◆ TASK DATA ◆
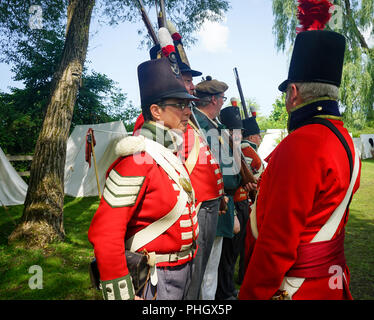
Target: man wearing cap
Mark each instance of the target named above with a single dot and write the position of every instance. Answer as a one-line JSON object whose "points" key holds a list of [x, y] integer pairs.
{"points": [[148, 203], [205, 175], [303, 200], [230, 118], [211, 94]]}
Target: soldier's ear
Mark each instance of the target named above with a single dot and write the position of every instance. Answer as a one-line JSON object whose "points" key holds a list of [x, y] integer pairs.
{"points": [[155, 112]]}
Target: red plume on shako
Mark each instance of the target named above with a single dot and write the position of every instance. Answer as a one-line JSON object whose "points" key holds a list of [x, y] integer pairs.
{"points": [[313, 14], [168, 49]]}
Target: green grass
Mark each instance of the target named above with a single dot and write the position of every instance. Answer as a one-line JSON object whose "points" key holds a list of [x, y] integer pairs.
{"points": [[65, 265], [359, 240]]}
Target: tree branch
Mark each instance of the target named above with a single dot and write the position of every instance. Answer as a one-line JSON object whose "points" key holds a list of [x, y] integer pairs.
{"points": [[359, 35]]}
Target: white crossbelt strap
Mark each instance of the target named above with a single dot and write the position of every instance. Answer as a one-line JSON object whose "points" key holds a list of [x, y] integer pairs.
{"points": [[292, 284], [153, 230], [170, 163]]}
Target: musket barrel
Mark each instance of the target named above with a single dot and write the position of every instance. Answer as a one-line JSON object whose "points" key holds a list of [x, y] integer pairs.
{"points": [[241, 93]]}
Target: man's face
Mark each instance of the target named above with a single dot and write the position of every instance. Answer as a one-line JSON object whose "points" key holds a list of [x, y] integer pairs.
{"points": [[187, 78], [175, 113], [219, 101], [255, 138]]}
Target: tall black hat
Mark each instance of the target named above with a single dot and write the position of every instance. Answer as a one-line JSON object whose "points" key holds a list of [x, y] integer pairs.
{"points": [[317, 56], [184, 65], [230, 117], [250, 127], [158, 81]]}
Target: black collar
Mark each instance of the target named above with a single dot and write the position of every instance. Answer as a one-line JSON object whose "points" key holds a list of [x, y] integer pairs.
{"points": [[322, 107]]}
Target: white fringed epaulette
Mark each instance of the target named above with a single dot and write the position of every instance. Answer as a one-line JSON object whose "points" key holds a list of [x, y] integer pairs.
{"points": [[130, 145]]}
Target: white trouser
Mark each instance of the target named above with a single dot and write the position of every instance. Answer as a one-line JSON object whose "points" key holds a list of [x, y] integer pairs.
{"points": [[209, 284]]}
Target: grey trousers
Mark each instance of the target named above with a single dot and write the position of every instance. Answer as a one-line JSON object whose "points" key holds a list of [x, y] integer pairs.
{"points": [[171, 284], [207, 218]]}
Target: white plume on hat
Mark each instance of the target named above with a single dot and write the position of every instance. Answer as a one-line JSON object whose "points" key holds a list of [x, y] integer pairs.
{"points": [[171, 27], [164, 37]]}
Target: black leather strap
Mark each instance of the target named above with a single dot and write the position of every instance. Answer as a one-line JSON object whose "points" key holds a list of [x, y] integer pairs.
{"points": [[328, 124]]}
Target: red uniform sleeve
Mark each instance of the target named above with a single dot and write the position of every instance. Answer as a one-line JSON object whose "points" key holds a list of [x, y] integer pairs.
{"points": [[109, 224]]}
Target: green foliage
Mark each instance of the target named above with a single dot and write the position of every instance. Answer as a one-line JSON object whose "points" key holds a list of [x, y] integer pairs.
{"points": [[278, 117], [35, 60], [357, 88], [187, 15], [64, 265]]}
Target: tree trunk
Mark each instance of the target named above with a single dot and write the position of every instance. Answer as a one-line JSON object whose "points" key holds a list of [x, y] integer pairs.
{"points": [[42, 220]]}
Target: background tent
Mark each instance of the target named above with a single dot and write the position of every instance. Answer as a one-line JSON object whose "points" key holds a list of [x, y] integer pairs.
{"points": [[80, 180], [12, 187], [270, 141]]}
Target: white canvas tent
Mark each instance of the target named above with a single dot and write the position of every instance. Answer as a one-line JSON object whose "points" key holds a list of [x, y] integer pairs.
{"points": [[365, 153], [358, 146], [270, 141], [80, 180], [12, 187]]}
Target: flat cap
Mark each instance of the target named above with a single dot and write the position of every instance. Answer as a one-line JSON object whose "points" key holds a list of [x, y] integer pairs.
{"points": [[210, 87]]}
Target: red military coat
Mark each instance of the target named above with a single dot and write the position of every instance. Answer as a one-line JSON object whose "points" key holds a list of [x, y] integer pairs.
{"points": [[150, 194], [306, 179], [255, 163]]}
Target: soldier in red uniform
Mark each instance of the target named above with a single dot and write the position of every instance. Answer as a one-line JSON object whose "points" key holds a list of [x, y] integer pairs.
{"points": [[298, 219], [250, 143], [204, 171], [148, 202]]}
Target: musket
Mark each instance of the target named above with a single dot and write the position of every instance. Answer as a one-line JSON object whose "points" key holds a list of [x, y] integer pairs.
{"points": [[147, 23], [241, 93], [161, 15]]}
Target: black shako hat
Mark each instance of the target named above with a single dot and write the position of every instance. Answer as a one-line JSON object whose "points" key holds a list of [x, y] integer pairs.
{"points": [[317, 56], [184, 65], [230, 117], [250, 127], [158, 81]]}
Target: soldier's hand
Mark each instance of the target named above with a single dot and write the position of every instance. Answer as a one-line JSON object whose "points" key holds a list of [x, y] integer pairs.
{"points": [[250, 186], [223, 205]]}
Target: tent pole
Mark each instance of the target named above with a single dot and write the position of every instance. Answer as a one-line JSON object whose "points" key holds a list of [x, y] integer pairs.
{"points": [[97, 175]]}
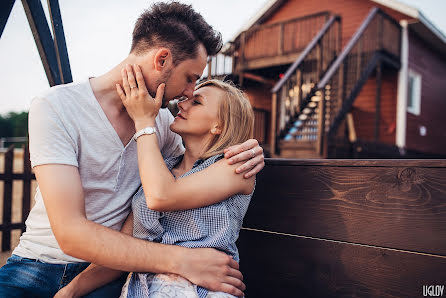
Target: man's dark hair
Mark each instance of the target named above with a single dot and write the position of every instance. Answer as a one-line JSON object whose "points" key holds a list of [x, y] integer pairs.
{"points": [[176, 26]]}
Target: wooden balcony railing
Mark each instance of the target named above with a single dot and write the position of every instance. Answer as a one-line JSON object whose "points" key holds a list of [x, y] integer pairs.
{"points": [[278, 39]]}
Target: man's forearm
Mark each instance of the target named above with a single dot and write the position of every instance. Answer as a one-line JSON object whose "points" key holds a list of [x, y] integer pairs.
{"points": [[103, 246]]}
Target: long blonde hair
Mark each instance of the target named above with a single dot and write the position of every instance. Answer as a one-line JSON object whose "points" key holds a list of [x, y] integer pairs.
{"points": [[236, 118]]}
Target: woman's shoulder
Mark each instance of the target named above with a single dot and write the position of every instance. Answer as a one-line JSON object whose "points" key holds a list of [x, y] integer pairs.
{"points": [[171, 162]]}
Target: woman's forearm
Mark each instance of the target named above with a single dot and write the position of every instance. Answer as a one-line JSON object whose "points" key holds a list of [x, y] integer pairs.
{"points": [[156, 178]]}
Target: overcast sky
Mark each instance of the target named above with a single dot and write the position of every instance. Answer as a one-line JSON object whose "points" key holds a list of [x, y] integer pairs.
{"points": [[98, 36]]}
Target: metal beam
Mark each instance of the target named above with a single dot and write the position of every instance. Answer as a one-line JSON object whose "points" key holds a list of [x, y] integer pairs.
{"points": [[59, 42], [5, 11], [44, 40]]}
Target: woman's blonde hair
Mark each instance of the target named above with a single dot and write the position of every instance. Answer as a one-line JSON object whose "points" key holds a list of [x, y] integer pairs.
{"points": [[236, 118]]}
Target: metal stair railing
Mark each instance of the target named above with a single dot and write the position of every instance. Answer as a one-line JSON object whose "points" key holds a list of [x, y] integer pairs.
{"points": [[377, 40], [290, 94]]}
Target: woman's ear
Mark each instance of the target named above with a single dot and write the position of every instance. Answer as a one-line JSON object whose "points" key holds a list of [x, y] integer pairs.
{"points": [[216, 131], [163, 59]]}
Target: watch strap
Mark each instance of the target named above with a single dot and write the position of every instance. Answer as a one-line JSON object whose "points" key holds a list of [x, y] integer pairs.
{"points": [[145, 131]]}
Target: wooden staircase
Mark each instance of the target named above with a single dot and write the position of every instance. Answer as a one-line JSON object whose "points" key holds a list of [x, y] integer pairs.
{"points": [[311, 101]]}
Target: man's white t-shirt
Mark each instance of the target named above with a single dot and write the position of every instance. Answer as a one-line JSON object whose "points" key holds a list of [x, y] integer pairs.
{"points": [[68, 126]]}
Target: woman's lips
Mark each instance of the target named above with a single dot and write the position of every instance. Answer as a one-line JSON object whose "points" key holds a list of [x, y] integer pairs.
{"points": [[180, 116]]}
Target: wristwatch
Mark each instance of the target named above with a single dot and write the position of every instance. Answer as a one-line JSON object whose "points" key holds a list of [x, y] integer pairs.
{"points": [[145, 131]]}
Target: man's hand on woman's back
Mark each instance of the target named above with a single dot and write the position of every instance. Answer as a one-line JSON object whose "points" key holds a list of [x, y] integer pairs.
{"points": [[213, 270], [249, 151]]}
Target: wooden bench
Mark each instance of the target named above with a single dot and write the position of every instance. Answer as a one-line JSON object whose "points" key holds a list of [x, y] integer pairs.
{"points": [[345, 228]]}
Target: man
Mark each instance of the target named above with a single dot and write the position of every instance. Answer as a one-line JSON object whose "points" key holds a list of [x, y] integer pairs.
{"points": [[85, 162]]}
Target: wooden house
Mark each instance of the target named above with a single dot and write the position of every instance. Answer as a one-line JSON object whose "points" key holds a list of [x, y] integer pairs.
{"points": [[342, 79]]}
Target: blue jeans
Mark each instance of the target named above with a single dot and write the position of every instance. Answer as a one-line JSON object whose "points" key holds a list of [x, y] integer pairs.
{"points": [[22, 277]]}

◆ INSTRUCTIONS FOR THE TASK ◆
Tally, in the data above, the lines where the word "hand" occurs, and give the figure alone.

◆ TASK OUTPUT ◆
2